SHORT PROBLEM
Repeat the data that follows, word for word, without the images.

SUPPLIED DATA

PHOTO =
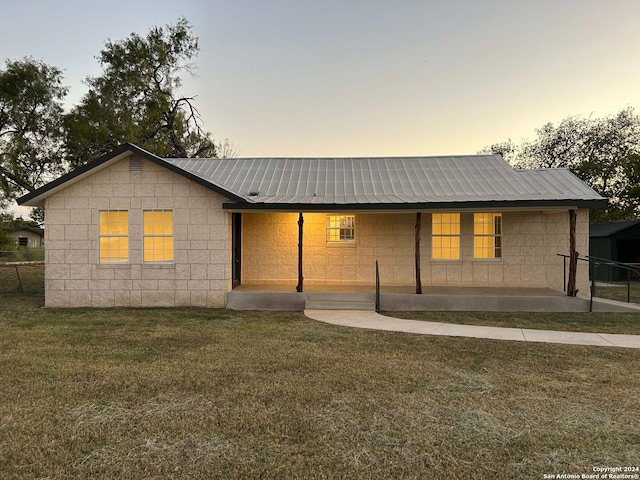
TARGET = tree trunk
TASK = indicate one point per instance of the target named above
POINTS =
(299, 287)
(573, 255)
(417, 252)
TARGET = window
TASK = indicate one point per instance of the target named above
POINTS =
(445, 232)
(158, 235)
(341, 228)
(113, 233)
(487, 235)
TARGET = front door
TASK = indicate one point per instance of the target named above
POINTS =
(236, 249)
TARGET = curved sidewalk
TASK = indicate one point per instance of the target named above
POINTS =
(375, 321)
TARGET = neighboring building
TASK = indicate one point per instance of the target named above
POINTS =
(617, 241)
(133, 229)
(26, 237)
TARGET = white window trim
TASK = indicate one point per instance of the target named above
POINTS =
(340, 243)
(500, 236)
(173, 233)
(458, 236)
(128, 236)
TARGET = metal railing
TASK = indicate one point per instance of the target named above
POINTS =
(609, 277)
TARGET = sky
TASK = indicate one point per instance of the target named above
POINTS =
(363, 78)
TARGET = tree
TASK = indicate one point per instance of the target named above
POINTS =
(31, 95)
(136, 99)
(603, 152)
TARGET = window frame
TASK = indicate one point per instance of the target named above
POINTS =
(330, 227)
(154, 235)
(455, 235)
(496, 235)
(113, 236)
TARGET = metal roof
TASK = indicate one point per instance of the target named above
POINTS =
(386, 181)
(296, 184)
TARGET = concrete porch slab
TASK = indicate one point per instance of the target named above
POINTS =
(434, 299)
(375, 321)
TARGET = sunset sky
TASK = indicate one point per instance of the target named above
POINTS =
(364, 78)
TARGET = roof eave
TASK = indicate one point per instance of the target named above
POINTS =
(468, 205)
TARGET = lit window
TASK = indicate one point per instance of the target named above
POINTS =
(113, 236)
(158, 236)
(341, 228)
(487, 235)
(445, 236)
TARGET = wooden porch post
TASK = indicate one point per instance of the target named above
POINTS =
(573, 255)
(299, 287)
(417, 252)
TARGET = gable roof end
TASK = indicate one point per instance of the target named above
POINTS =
(37, 197)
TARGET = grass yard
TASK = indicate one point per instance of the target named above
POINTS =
(196, 393)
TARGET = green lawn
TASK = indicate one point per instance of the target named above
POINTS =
(196, 393)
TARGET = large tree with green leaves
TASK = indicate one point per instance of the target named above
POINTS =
(603, 152)
(137, 99)
(31, 95)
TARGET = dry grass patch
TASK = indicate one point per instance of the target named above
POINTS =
(188, 393)
(624, 323)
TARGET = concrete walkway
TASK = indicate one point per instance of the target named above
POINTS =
(375, 321)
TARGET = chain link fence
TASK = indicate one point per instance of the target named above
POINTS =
(610, 279)
(22, 270)
(615, 280)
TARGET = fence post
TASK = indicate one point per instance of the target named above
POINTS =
(592, 267)
(377, 288)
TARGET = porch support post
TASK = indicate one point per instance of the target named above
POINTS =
(417, 252)
(573, 255)
(299, 287)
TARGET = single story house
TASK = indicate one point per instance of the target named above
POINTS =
(131, 229)
(26, 237)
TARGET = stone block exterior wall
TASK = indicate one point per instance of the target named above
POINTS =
(199, 275)
(531, 241)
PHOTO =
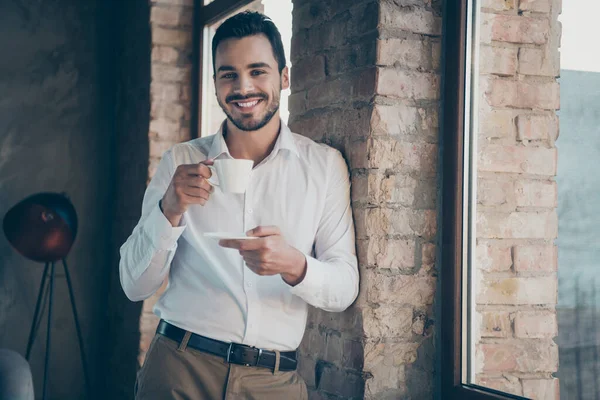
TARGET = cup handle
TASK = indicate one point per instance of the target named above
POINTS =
(213, 180)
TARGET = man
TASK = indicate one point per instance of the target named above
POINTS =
(235, 311)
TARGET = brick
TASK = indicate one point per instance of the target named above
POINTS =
(168, 73)
(518, 159)
(493, 258)
(405, 120)
(400, 221)
(541, 389)
(406, 53)
(391, 189)
(408, 84)
(164, 128)
(171, 37)
(158, 148)
(411, 19)
(164, 54)
(308, 72)
(164, 92)
(536, 258)
(498, 60)
(518, 291)
(537, 127)
(403, 156)
(400, 289)
(498, 5)
(519, 29)
(539, 62)
(496, 124)
(543, 6)
(526, 356)
(507, 383)
(340, 382)
(494, 192)
(536, 194)
(171, 16)
(396, 254)
(520, 94)
(536, 324)
(388, 321)
(517, 225)
(342, 90)
(389, 355)
(170, 111)
(495, 324)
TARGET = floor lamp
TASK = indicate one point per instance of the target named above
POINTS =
(42, 228)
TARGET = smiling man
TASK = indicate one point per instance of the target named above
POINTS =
(235, 311)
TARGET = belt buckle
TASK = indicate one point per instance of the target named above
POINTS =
(258, 358)
(229, 353)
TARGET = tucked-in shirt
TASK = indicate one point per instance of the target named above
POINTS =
(303, 188)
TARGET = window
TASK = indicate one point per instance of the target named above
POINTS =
(212, 14)
(520, 230)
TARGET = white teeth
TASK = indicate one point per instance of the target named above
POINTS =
(249, 104)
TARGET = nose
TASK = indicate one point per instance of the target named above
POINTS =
(244, 85)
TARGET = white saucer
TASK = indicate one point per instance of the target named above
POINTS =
(228, 235)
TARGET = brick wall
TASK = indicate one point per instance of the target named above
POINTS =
(517, 198)
(170, 105)
(366, 81)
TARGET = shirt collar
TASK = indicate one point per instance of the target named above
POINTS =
(285, 141)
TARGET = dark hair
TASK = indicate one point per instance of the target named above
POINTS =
(250, 23)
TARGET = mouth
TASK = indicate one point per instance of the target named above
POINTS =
(246, 106)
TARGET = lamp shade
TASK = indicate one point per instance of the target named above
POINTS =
(42, 227)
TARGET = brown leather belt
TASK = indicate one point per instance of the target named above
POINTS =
(232, 352)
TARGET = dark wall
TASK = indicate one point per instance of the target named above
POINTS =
(56, 134)
(132, 45)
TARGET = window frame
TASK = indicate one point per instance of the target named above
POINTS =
(205, 15)
(455, 69)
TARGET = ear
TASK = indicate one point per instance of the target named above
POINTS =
(285, 78)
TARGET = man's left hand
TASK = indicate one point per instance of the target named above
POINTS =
(270, 254)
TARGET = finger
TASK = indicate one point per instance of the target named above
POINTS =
(196, 192)
(261, 231)
(199, 182)
(230, 243)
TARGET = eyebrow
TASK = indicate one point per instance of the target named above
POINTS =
(250, 66)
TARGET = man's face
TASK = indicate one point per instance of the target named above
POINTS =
(247, 81)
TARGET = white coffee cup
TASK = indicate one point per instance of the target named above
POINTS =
(231, 175)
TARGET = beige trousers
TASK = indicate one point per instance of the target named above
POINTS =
(171, 372)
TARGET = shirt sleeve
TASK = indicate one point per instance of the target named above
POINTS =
(331, 280)
(147, 254)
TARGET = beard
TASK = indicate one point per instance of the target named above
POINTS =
(249, 124)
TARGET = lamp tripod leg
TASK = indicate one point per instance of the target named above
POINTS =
(78, 328)
(37, 312)
(48, 340)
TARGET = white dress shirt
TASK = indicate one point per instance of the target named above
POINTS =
(303, 188)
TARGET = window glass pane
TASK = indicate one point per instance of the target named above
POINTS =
(280, 11)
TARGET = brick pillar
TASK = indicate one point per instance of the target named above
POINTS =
(170, 105)
(517, 198)
(366, 81)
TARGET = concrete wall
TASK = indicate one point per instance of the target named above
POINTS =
(55, 135)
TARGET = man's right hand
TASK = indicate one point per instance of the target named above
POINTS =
(189, 185)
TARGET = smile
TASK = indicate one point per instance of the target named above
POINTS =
(246, 105)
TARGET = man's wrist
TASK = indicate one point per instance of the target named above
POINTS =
(297, 276)
(173, 219)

PROBLEM SOLUTION
PHOTO =
TARGET = tree trunk
TASK = indicate one point per instance of the target named above
POINTS =
(299, 287)
(573, 255)
(417, 252)
TARGET = window
TASK = indicate one point per instance of the target named above
POINTS =
(445, 232)
(158, 235)
(341, 228)
(113, 233)
(487, 235)
TARGET = front door
TASK = indicate one point per instance of the target named above
POINTS =
(236, 249)
TARGET = curved sidewalk
TASK = indicate one point per instance of the target named above
POINTS =
(375, 321)
TARGET = neighboring building
TASK = indicate one point per instance of the target named above
POINTS =
(617, 241)
(133, 229)
(26, 237)
TARGET = white window trim
TASK = indicate one point per instance of the target named above
POINTS =
(340, 243)
(500, 236)
(173, 233)
(458, 236)
(128, 236)
TARGET = metal railing
TASK = indicate one point per instance of the target named above
POINTS =
(609, 277)
TARGET = sky
TASK = indicate one point per instance of the target named above
POINTS =
(363, 78)
TARGET = tree
TASK = indicate one point per instance of the target named above
POINTS =
(31, 95)
(136, 99)
(603, 152)
TARGET = window frame
TASK = indicate one point per instance of the target named above
POINTS =
(330, 227)
(154, 235)
(455, 235)
(496, 235)
(113, 236)
TARGET = metal roof
TASK = indicate one point per instance of the target named above
POINTS =
(386, 181)
(296, 184)
TARGET = concrete porch slab
TASK = indicate one point per instance of the target named above
POINTS =
(434, 299)
(375, 321)
TARGET = sunset sky
TASK = indicate one point per instance of the target named above
POINTS =
(364, 78)
TARGET = roof eave
TASK = indicate one point per instance of the target named above
POINTS =
(468, 205)
TARGET = lit window
TASK = indicate one point per instance of the target named above
POINTS =
(113, 236)
(158, 236)
(341, 228)
(487, 235)
(445, 236)
TARGET = wooden porch post
TASK = indicate one point per instance of the target named above
POINTS =
(573, 255)
(299, 287)
(417, 252)
TARGET = gable roof end
TASK = indicate one point per instance of the target named above
POINTS =
(37, 197)
TARGET = grass yard
TASK = indicate one point per instance of the target named above
POINTS =
(196, 393)
TARGET = green lawn
TASK = indicate one point per instance of the target named above
POINTS =
(196, 393)
TARGET = large tree with green leaves
TASK = indicate one point per instance of the target named above
POINTS =
(603, 152)
(137, 99)
(31, 95)
TARGET = dry grass patch
TASK = indicate one point per instance of the target named above
POINTS =
(188, 393)
(624, 323)
TARGET = concrete walkway
TASK = indicate one point per instance of the target named above
POINTS =
(375, 321)
TARGET = chain link fence
TASK = indicate one point per instance of the target named above
POINTS =
(610, 279)
(22, 270)
(615, 280)
TARGET = fence post
TASK = indicate one point per instance of the target named above
POINTS =
(592, 267)
(377, 288)
TARGET = porch support post
TASK = indicate one point per instance of the target named above
POINTS =
(417, 252)
(573, 255)
(299, 287)
TARGET = single story house
TASK = indicate one point per instance of the target named above
POINTS =
(131, 229)
(26, 237)
TARGET = stone block exterior wall
TASK = indicate one point per instance of the target named above
POINTS =
(199, 275)
(531, 241)
PHOTO =
TARGET = cup handle
TASK = indicate one point per instance of the target named above
POINTS =
(213, 180)
TARGET = man
TASK = indicate one point per instance of the target named above
POINTS =
(235, 311)
TARGET = brick
TASK = indicate one point per instance of the target named above
POINTS =
(168, 73)
(518, 159)
(493, 258)
(405, 120)
(400, 221)
(541, 389)
(406, 53)
(391, 189)
(408, 84)
(164, 128)
(171, 37)
(158, 148)
(411, 19)
(164, 54)
(308, 72)
(164, 92)
(536, 258)
(498, 60)
(518, 291)
(537, 127)
(403, 156)
(400, 289)
(498, 5)
(519, 29)
(539, 62)
(496, 124)
(543, 6)
(526, 356)
(507, 383)
(340, 382)
(494, 192)
(536, 194)
(171, 16)
(396, 254)
(520, 94)
(536, 324)
(388, 321)
(517, 225)
(342, 90)
(389, 355)
(170, 111)
(495, 324)
TARGET = floor lamp
TASK = indicate one point per instance of the target named above
POINTS =
(42, 228)
TARGET = smiling man
TASK = indicate one point per instance of the target named above
POINTS =
(235, 311)
TARGET = belt buckle
TASK = indicate one point per instance of the target named above
POINTS =
(258, 358)
(229, 353)
TARGET = tucked-in shirt
TASK = indicate one point per instance of the target named above
POINTS =
(303, 188)
TARGET = window
TASK = indicate one point per instance of the target named above
POINTS =
(212, 14)
(520, 230)
TARGET = white teeth
TASK = indicate one point per instance of the target named above
POINTS =
(249, 104)
TARGET = nose
TASK = indicate one point per instance of the target named above
POINTS =
(244, 85)
TARGET = white saucer
TASK = indicate one point per instance of the target named above
POINTS =
(228, 235)
TARGET = brick wall
TASK = indicate one point per instance of the target named above
POINTS =
(517, 198)
(170, 105)
(366, 81)
TARGET = shirt collar
TASK = indicate one point per instance of the target named above
POINTS =
(285, 141)
TARGET = dark hair
TASK = indicate one point per instance of the target named above
POINTS =
(250, 23)
TARGET = mouth
TASK = indicate one point per instance of the target named above
POINTS =
(246, 106)
TARGET = lamp shade
TASK = indicate one point per instance of the target named above
POINTS =
(42, 227)
TARGET = brown leather belt
TASK = indicate one point per instance of the target named above
POINTS =
(232, 352)
TARGET = dark wall
TASK = indicate one point per instance of the target named above
POINTS =
(56, 134)
(132, 45)
TARGET = window frame
TASK = indicate one point per instance of the target named above
POINTS =
(205, 15)
(455, 69)
TARGET = ear
TASK = indicate one point per instance of the target named above
POINTS =
(285, 78)
TARGET = man's left hand
TASK = indicate one point per instance of the target named above
POINTS =
(270, 254)
TARGET = finger
TASK = indicate one point per instance of the target named above
POINTS =
(196, 192)
(261, 231)
(199, 182)
(230, 243)
TARGET = eyebrow
TASK = indicate one point per instance of the target named above
POINTS =
(250, 66)
TARGET = man's face
TASK = indicate one point per instance of the target named above
POINTS =
(247, 81)
TARGET = white coffee cup
TASK = indicate one point per instance of the target named above
POINTS =
(231, 175)
TARGET = beige trousers
TASK = indicate one point per instance of the target named above
POINTS =
(171, 372)
TARGET = shirt sleeve
TASK = indicate one point per instance of the target named above
POINTS =
(331, 280)
(147, 254)
TARGET = beard
TASK = indicate one point per instance of the target named above
POINTS =
(249, 124)
TARGET = lamp tripod leg
TASK = indicate one point per instance of the target named above
POINTS =
(78, 328)
(37, 312)
(48, 340)
TARGET = white dress shirt
TASK = indicate one point per instance of the target named above
POINTS =
(303, 188)
TARGET = window glass pane
TASK = indicate one point per instance of the target named above
POINTS =
(280, 11)
TARGET = brick pillar
TASK = indicate one point per instance of the target named above
POINTS =
(170, 105)
(517, 198)
(366, 81)
TARGET = concrete wall
TASK = indicate one point per instance of the target named above
POINTS =
(55, 135)
TARGET = man's right hand
TASK = indicate one point per instance of the target named above
POINTS =
(189, 185)
TARGET = smile
TASK = indicate one point per instance of the target named above
POINTS =
(246, 105)
TARGET = man's wrist
TASK = indicate one point per instance of the target named above
POINTS =
(297, 276)
(173, 219)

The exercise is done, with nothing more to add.